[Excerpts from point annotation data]
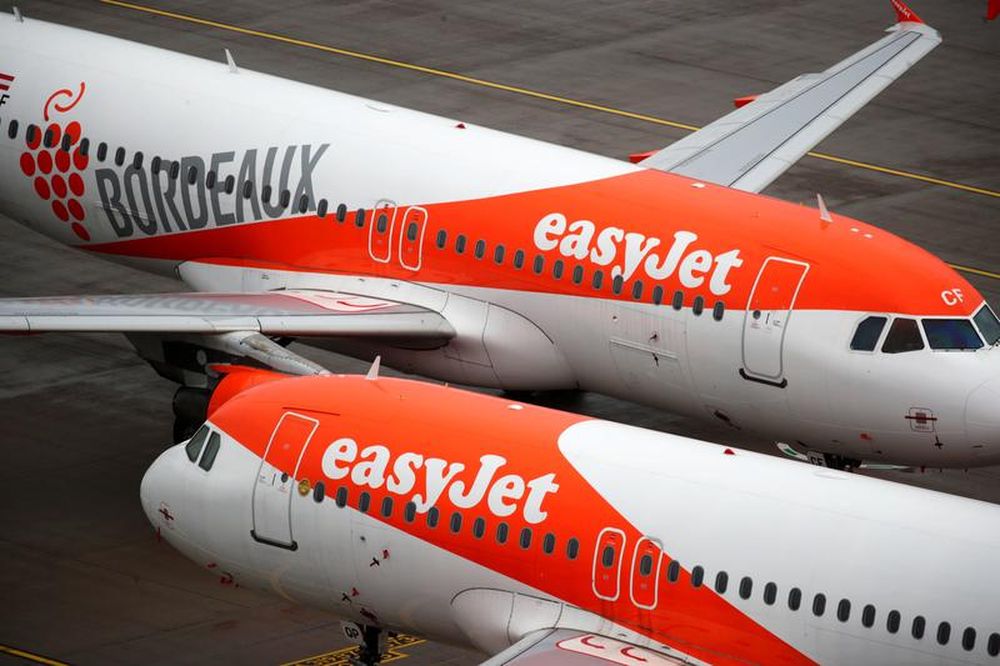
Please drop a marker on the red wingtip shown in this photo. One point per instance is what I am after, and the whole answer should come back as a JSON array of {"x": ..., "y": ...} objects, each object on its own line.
[{"x": 904, "y": 14}]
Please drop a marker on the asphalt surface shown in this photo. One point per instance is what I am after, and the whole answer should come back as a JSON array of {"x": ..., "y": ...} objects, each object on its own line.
[{"x": 83, "y": 579}]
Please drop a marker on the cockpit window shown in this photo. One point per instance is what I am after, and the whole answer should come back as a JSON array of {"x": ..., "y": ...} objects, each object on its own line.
[
  {"x": 988, "y": 325},
  {"x": 193, "y": 447},
  {"x": 867, "y": 334},
  {"x": 212, "y": 450},
  {"x": 903, "y": 336},
  {"x": 951, "y": 334}
]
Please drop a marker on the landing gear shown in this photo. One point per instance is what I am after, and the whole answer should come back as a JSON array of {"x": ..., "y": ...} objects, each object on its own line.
[{"x": 372, "y": 647}]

— What this task involves —
Take the data above and repeat it exactly, leaving each picture out.

— Correct result —
Please drop a marker on the red wingtip shown in this photo. One point per instance is what I am after, and the whole answer should come back as a JSON array of {"x": ..., "y": ...} objects, each object on its own line.
[{"x": 904, "y": 14}]
Please drop a marker on the asphalt surface shown in this photo. One point per instance is what I am after, and the whole answer should come back as a JSON array of {"x": ..., "y": ...} objects, each object on its own line.
[{"x": 83, "y": 579}]
Please drop a marker on the cockpit window shown in this photo. One point per instance is what I am after, and the whole answer should come back as a JSON array of {"x": ..., "y": ...} objects, each object on its own line.
[
  {"x": 988, "y": 325},
  {"x": 193, "y": 447},
  {"x": 867, "y": 334},
  {"x": 212, "y": 450},
  {"x": 903, "y": 336},
  {"x": 951, "y": 334}
]
Please drop a marker on the landing gear shown in this photo. One point per instance is what I am after, and the whole answer should come back as a JSON array of {"x": ..., "y": ...} objects, each object on its own line.
[{"x": 372, "y": 647}]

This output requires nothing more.